REQUIRED WORK:
Rewrite the article on workplace mental health below from "Building a Robust" to "responsive leave benefits.", using "companies" in place of "businesses".

Building a Robust Mental Health Policy for Workplaces in the Philippines in a COVID-19 World

by Joseph Anthony P. Lopez , Ruth Nichole C. Ureta and Rashel Ann C Pomoy
The Covid-19 pandemic has affected more than 2 million people and killed over 150,000 worldwide as of the time of this writing, according to the World Health Organization. As the world shifted during the last months, businesses are scrambling to mitigate losses and return to normalcy. Understandably, businesses tend to focus on keeping their workers physically healthy to become productive at work, including supporting social distancing with the technology needed to work from home, to new hygiene standards for the workers and workplaces, to introducing COVID-19 responsive leave benefits.
However, businesses should not ignore an issue of paramount importance for sustained success throughout this crisis and beyond: the mental health of their workers. Employers must recognize that they are dependent on the agility, adaptive capacity and emotional well-being of their people, which require them to stay healthy not just physically, but also emotionally.
Workforce emotional well-being was already a rising concern prior to the pandemic. The COVID-19 pandemic has brought this need into sharper focus due to the uncertainty and multi-pronged threat it has created. In an article of the Lancet Psychiatry journal, researchers warned that a rise of anxiety and coping mechanisms are expected during the pandemic, but that there is also the risk that the numbers of people with anxiety, depression, or those engaging in harmful behaviors like self-harm could increase, unless the necessary safeguards are in place.
Mandated Workplace Mental Health Policy and Program
Employers in the Philippines no longer have a choice about whether or not to advocate for mental health of their employees. The Mental Health Law (Republic Act No. 11036) and its Implementing Rules and Regulations mandate that employers “shall develop appropriate policies and programs on mental health in the workplace designed to raise awareness on mental health issues, correct stigma and discrimination associated with mental health condition, identify and provide support for individuals at risk, and facilitate access of individuals with mental health conditions to treatment and psychosocial support.”

DATASET EXTRACT:
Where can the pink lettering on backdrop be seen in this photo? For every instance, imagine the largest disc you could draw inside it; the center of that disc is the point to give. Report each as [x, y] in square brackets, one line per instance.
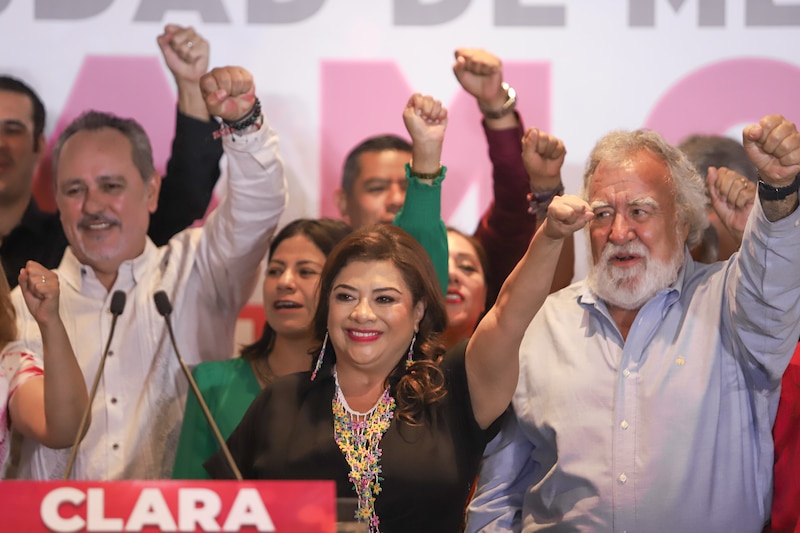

EXERCISE RESPONSE:
Building a Robust Mental Health Policy for Workplaces in the Philippines in a COVID-19 World

by Joseph Anthony P. Lopez , Ruth Nichole C. Ureta and Rashel Ann C Pomoy
The Covid-19 pandemic has affected more than 2 million people and killed over 150,000 worldwide as of the time of this writing, according to the World Health Organization. As the world shifted during the last months, companies are scrambling to mitigate losses and return to normalcy. Understandably, companies tend to focus on keeping their workers physically healthy to become productive at work, including supporting social distancing with the technology needed to work from home, to new hygiene standards for the workers and workplaces, to introducing COVID-19 responsive leave benefits.